SELECTED TEXT ->
════════════════════

Around the street corner, I’ve just watched another chef dust tomato powder on hunks of rich, battered pulled pork at a table on the pavement. He plates them up with iodine-rich volcanic tomatoes that make you never want to think about the supermarket kind again.
Where am I? Take a guess – there are groves of knobbly lemons, pastel villas, Fiat 500s on looping coastal roads and knuckled green mountains. There’s even a CGI Audrey Hepburn eating a Galaxy bar.
It’s the Amalfi coast, duh. Novelists, tourists and Gwyneth Paltrows have long been drawn to the charms of this stretch of southwest Italy. But step outside the most popular towns and cities – Sorrento, Amalfi, Ravello, Salerno, Positano – and you can find gastronomic thrills that have somehow remained a secret to the wider world.
One such secret is no small affair. Ten thousand Italians gather every June in the tiny town of Vico Equense to stretch out their waistbands at Festa a Vico, a three-day festival filled with dish after dish of artisan ingredients. It’s here where 200 chefs from top restaurants set up shop – quite literally – for a street feast.
This year, I was invited along. I’ve never been to the Amalfi coast before and what first strikes me is the view of a dusty blue Mount Vesuvius, dipping in and out of the clouds across the Gulf of Naples.
But what makes the view more special is that it wasn’t particularly easy for me to get here. I’ve come by bus (actually three buses) from London as part of a promise to myself to stop flying. Travelling slowly through France, via Paris and Lyon and through the Alps, allows me to appreciate the tracts of land I usually fly over... there’s also a fair amount of Netflix.
But I’m mostly cutting out flying for environmental reasons – the emissions from just a few flights can easily double your annual carbon footprint.
If you’re thinking that I’m crazy, well, I’m not the only one. Flygskam is the hot new Swedish word you’ll have to become familiar with. It means flight shame – not quite so quaint as hygge – and represents a growing movement of travellers who are disavowing planes.
“This no-fly community may be small, but it’s having a big impact on consumer choices,” says Megan Carnegie, of behavioural insights firm Canvas8. She adds that one in 10 European tourists now consider eco-friendliness when booking their holidays and searches for “zero waste travel” on Pinterest increased by 74 per cent last year.

════════════════════

SET EXERCISE -> Reproduce the passage of the Amalfi coast piece word for word, from "Where am I?" up to and including "the wider world.".

RECORD EXTRACTS ->
════════════════════

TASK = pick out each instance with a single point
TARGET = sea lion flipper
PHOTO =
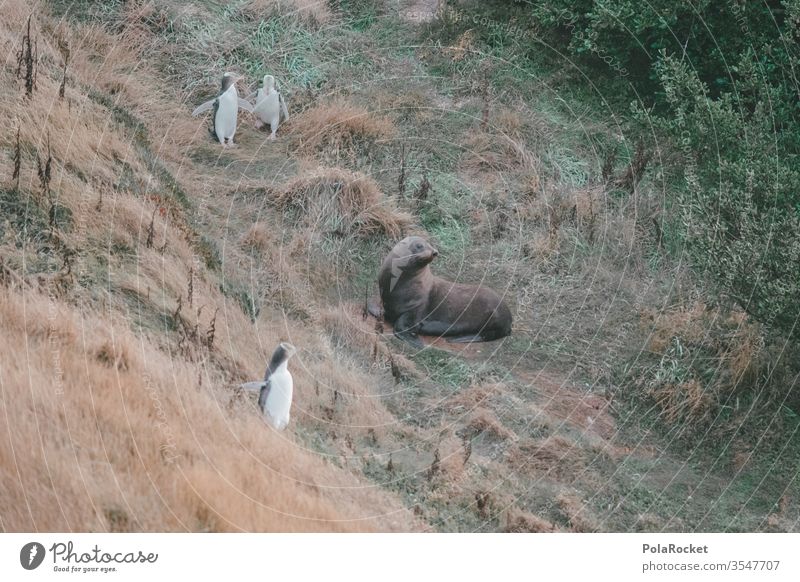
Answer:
(465, 339)
(374, 308)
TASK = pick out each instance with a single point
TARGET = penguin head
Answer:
(288, 349)
(268, 82)
(280, 356)
(228, 79)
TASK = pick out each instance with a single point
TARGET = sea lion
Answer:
(226, 109)
(417, 302)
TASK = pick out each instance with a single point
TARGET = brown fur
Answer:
(415, 301)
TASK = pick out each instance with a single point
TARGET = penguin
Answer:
(226, 108)
(269, 105)
(275, 391)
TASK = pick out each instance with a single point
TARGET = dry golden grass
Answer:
(687, 336)
(343, 202)
(556, 456)
(519, 521)
(496, 152)
(578, 516)
(103, 431)
(339, 129)
(310, 11)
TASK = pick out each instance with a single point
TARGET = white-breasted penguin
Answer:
(269, 105)
(275, 392)
(226, 109)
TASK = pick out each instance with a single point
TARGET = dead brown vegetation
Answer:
(339, 201)
(339, 129)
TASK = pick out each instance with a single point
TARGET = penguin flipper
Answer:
(284, 109)
(262, 396)
(252, 386)
(204, 107)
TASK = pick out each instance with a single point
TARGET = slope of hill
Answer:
(146, 271)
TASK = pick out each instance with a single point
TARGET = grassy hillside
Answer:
(147, 272)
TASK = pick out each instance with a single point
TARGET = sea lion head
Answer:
(413, 252)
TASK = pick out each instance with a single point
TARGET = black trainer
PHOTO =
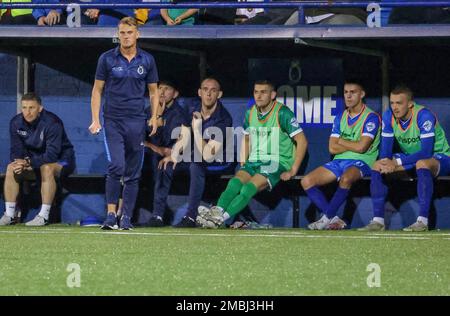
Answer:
(155, 221)
(186, 222)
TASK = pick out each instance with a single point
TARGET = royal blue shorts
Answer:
(338, 167)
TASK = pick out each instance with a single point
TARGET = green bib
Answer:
(267, 141)
(354, 133)
(409, 139)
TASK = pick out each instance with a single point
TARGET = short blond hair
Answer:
(129, 21)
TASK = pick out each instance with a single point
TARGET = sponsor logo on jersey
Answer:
(427, 126)
(408, 140)
(370, 126)
(294, 122)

════════════════════

PROBLEM SOLUTION ->
Where am I? Take a guess – there are groves of knobbly lemons, pastel villas, Fiat 500s on looping coastal roads and knuckled green mountains. There’s even a CGI Audrey Hepburn eating a Galaxy bar.
It’s the Amalfi coast, duh. Novelists, tourists and Gwyneth Paltrows have long been drawn to the charms of this stretch of southwest Italy. But step outside the most popular towns and cities – Sorrento, Amalfi, Ravello, Salerno, Positano – and you can find gastronomic thrills that have somehow remained a secret to the wider world.